**Available data:**
Segment Open
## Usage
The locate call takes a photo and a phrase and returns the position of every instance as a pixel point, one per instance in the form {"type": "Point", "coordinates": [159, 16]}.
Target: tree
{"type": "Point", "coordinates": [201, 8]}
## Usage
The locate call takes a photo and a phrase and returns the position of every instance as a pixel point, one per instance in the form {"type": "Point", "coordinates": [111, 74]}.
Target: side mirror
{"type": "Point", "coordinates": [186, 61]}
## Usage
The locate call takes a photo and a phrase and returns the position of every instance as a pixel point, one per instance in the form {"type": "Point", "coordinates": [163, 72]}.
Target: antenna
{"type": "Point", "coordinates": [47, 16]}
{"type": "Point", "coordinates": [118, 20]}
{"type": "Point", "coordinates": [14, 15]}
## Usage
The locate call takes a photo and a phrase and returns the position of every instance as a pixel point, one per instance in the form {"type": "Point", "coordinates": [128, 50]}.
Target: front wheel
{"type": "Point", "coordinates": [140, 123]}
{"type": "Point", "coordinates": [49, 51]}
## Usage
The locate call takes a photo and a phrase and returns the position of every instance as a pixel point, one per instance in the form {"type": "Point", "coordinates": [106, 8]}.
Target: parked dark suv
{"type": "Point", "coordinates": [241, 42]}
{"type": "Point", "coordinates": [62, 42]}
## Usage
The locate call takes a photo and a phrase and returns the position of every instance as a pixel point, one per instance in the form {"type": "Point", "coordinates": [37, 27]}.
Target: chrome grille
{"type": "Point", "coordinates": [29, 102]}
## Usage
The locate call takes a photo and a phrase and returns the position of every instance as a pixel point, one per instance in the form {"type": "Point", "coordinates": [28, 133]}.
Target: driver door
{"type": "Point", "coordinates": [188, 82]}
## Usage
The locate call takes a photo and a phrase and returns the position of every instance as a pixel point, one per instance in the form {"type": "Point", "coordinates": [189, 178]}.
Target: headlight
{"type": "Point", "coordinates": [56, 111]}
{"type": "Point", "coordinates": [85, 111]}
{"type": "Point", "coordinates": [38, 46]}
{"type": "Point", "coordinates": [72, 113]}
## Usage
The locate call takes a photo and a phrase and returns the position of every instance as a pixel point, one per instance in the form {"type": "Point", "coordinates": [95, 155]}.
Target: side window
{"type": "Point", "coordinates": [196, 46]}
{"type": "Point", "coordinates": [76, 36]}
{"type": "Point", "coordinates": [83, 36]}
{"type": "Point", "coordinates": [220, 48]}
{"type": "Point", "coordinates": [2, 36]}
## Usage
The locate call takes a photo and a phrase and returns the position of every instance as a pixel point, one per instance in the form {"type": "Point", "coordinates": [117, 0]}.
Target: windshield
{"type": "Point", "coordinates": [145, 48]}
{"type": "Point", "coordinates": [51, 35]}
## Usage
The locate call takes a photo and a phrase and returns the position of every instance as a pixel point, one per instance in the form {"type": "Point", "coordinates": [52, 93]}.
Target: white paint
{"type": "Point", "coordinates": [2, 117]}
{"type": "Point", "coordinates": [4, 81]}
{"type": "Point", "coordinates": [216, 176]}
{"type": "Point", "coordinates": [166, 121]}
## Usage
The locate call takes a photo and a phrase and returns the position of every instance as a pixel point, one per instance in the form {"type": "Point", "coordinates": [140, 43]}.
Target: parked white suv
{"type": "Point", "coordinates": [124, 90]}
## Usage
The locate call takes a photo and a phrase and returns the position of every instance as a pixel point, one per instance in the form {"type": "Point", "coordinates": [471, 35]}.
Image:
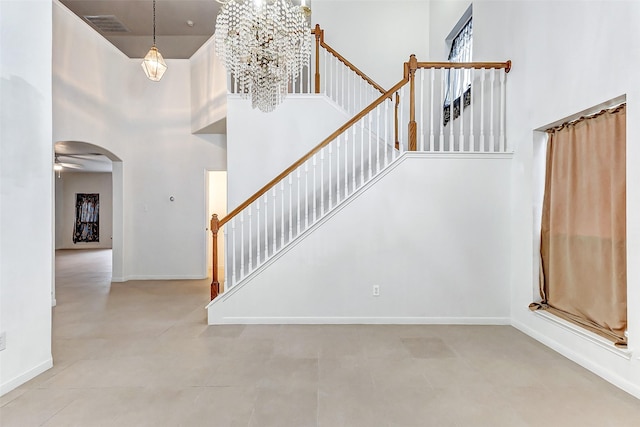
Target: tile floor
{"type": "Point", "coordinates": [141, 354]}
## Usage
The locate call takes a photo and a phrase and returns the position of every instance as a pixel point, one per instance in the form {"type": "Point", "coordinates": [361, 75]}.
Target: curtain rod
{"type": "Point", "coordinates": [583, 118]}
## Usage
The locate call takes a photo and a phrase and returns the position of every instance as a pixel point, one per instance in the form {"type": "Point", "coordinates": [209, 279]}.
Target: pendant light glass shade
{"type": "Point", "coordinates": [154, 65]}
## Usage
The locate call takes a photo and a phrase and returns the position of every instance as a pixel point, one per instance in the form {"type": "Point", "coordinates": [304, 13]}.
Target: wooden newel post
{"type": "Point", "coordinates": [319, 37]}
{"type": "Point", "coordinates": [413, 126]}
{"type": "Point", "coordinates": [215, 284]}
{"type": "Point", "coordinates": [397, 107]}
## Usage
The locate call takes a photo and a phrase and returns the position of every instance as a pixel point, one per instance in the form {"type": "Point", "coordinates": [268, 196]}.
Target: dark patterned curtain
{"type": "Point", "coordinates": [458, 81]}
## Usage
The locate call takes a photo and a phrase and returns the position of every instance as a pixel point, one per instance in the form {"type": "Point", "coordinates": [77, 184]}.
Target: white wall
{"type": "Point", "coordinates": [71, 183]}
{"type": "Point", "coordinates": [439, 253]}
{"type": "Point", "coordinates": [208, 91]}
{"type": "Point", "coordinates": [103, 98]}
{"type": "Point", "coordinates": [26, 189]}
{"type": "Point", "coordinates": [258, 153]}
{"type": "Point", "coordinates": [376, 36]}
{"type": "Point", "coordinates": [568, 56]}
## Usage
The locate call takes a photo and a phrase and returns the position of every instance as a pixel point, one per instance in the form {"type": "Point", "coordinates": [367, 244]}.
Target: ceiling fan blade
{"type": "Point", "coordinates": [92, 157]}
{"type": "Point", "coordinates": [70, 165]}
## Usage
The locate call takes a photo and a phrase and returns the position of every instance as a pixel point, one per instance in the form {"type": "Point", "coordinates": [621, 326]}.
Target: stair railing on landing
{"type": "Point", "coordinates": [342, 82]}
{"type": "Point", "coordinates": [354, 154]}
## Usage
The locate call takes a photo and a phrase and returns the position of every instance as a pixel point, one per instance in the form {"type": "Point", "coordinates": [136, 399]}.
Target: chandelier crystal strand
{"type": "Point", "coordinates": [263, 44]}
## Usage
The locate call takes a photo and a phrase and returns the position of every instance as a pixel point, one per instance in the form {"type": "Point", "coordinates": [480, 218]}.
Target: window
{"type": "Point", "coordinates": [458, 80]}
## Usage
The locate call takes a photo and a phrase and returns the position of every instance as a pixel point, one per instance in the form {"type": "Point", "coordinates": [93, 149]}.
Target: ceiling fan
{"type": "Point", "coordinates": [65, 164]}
Segment Closed
**Task to carry out:**
Retype every record above word for word, leaving out any pictures.

**Written answer:**
## Usage
The locate call takes a photo and a phrase and returns the position of every instance as a pixel point, one per instance in the form {"type": "Point", "coordinates": [159, 16]}.
Target: tree
{"type": "Point", "coordinates": [201, 8]}
## Usage
The locate call takes a photo and a phrase and returns the position of every instance as a pixel point, one per instance in the form {"type": "Point", "coordinates": [111, 74]}.
Target: side mirror
{"type": "Point", "coordinates": [186, 61]}
## Usage
The locate call takes a photo and a phrase and returns the position of every instance as a pixel point, one per instance in the form {"type": "Point", "coordinates": [163, 72]}.
Target: antenna
{"type": "Point", "coordinates": [47, 16]}
{"type": "Point", "coordinates": [118, 20]}
{"type": "Point", "coordinates": [14, 15]}
## Usage
The locate call takes a photo and a phrase and returns the position of every instance as a pixel point, one per instance in the form {"type": "Point", "coordinates": [128, 50]}.
Target: front wheel
{"type": "Point", "coordinates": [140, 123]}
{"type": "Point", "coordinates": [49, 51]}
## Usage
The locate call takes a photo and a phrase and returns the position of every instance as a pixel point, one per instance in the form {"type": "Point", "coordinates": [106, 8]}.
Target: parked dark suv
{"type": "Point", "coordinates": [241, 42]}
{"type": "Point", "coordinates": [62, 42]}
## Usage
The locate call takes a photo and a phrase and returns the position of every instance as a pixel point, one per instance in the form {"type": "Point", "coordinates": [37, 27]}.
Target: chrome grille
{"type": "Point", "coordinates": [29, 102]}
## Usage
The locate call takes a photo and a phrase and returns the position of every instance as a pixel point, one per instance in the form {"type": "Point", "coordinates": [28, 133]}.
Target: driver door
{"type": "Point", "coordinates": [188, 82]}
## Usage
The locate call takes a photo and a phrase and returns the position of every instance as a pixel point, one per instance in the form {"type": "Point", "coordinates": [189, 178]}.
Target: headlight
{"type": "Point", "coordinates": [56, 111]}
{"type": "Point", "coordinates": [85, 111]}
{"type": "Point", "coordinates": [38, 46]}
{"type": "Point", "coordinates": [72, 113]}
## Usage
The locate call takes a photo and a phrase and returns the position of every instance as a pixel point, one per instance in the form {"type": "Point", "coordinates": [95, 155]}.
Target: side window
{"type": "Point", "coordinates": [196, 46]}
{"type": "Point", "coordinates": [76, 36]}
{"type": "Point", "coordinates": [83, 36]}
{"type": "Point", "coordinates": [220, 48]}
{"type": "Point", "coordinates": [2, 36]}
## Usage
The locate call takes a photo and a phrase and returns the position of every instance as a pixel point, one per instance in the form {"type": "Point", "coordinates": [117, 0]}.
Target: windshield
{"type": "Point", "coordinates": [145, 48]}
{"type": "Point", "coordinates": [51, 35]}
## Usage
The locate call takes a photo and a phrase and returns the position of every instance as a pixel point, one per instance in the form {"type": "Point", "coordinates": [52, 93]}.
Target: white paint
{"type": "Point", "coordinates": [2, 117]}
{"type": "Point", "coordinates": [4, 81]}
{"type": "Point", "coordinates": [216, 176]}
{"type": "Point", "coordinates": [166, 121]}
## Usage
The locate call takes a photo and a phrase and returns the position of every instance as a pixel point, one per instance in the form {"type": "Point", "coordinates": [140, 43]}.
Target: parked white suv
{"type": "Point", "coordinates": [124, 90]}
## Usage
The locate call takes a photo and a phrase and returns the position of every instance as a pixel point, one per instance in the form {"type": "Point", "coordinates": [471, 35]}.
Image:
Target: tile floor
{"type": "Point", "coordinates": [141, 354]}
## Usage
The locate call takes a photo and a phrase and returns the position of every instance as a pixel point, one per instance in the form {"type": "Point", "coordinates": [361, 75]}.
Target: curtain rod
{"type": "Point", "coordinates": [583, 118]}
## Usage
The locate call takes a photo and a phrase and returns the position of every instance as a pixel point, one per instance in the form {"type": "Point", "coordinates": [209, 279]}.
Target: pendant light glass shade
{"type": "Point", "coordinates": [154, 65]}
## Usage
The locate call takes a photo and a phrase and returns the position of every instance as a pixel point, one per instance in the form {"type": "Point", "coordinates": [304, 13]}.
Target: wooden newel post
{"type": "Point", "coordinates": [319, 37]}
{"type": "Point", "coordinates": [413, 126]}
{"type": "Point", "coordinates": [215, 284]}
{"type": "Point", "coordinates": [397, 107]}
## Usage
The locate call takes a photo and a phrase and returns the position of every instance as a pixel point, one per instance in the form {"type": "Point", "coordinates": [268, 196]}.
Target: dark patterned curtain
{"type": "Point", "coordinates": [458, 81]}
## Usage
The locate call takes a photo and a phrase and returns the position of every instance as a pixel point, one per instance in the form {"type": "Point", "coordinates": [77, 184]}.
Target: white wall
{"type": "Point", "coordinates": [71, 183]}
{"type": "Point", "coordinates": [439, 253]}
{"type": "Point", "coordinates": [208, 91]}
{"type": "Point", "coordinates": [103, 98]}
{"type": "Point", "coordinates": [26, 189]}
{"type": "Point", "coordinates": [258, 153]}
{"type": "Point", "coordinates": [376, 36]}
{"type": "Point", "coordinates": [568, 56]}
## Usage
The locate call takes a photo and a phrase and returns the position of every instance as a pixel point, one per instance in the form {"type": "Point", "coordinates": [367, 244]}.
Target: ceiling fan blade
{"type": "Point", "coordinates": [92, 157]}
{"type": "Point", "coordinates": [70, 165]}
## Usage
The locate call takes a photo and a phrase and returns the position of every instance as a pixel point, one per instance in the form {"type": "Point", "coordinates": [621, 326]}.
Target: stair railing on landing
{"type": "Point", "coordinates": [342, 82]}
{"type": "Point", "coordinates": [354, 154]}
## Usage
The locate call takes a photo and a phrase and returns the position of every instance as a pixel point, one per instance in the form {"type": "Point", "coordinates": [136, 399]}.
Target: chandelier crystal strand
{"type": "Point", "coordinates": [263, 44]}
## Usage
The locate call takes a photo and a phrase and returns the position of every instance as a pixel point, one per instance in the form {"type": "Point", "coordinates": [480, 218]}.
Target: window
{"type": "Point", "coordinates": [458, 80]}
## Usage
The locate call takes a photo and a phrase and returns the position of every instance as a pixel point, one per instance in the form {"type": "Point", "coordinates": [93, 149]}.
Target: ceiling fan
{"type": "Point", "coordinates": [65, 164]}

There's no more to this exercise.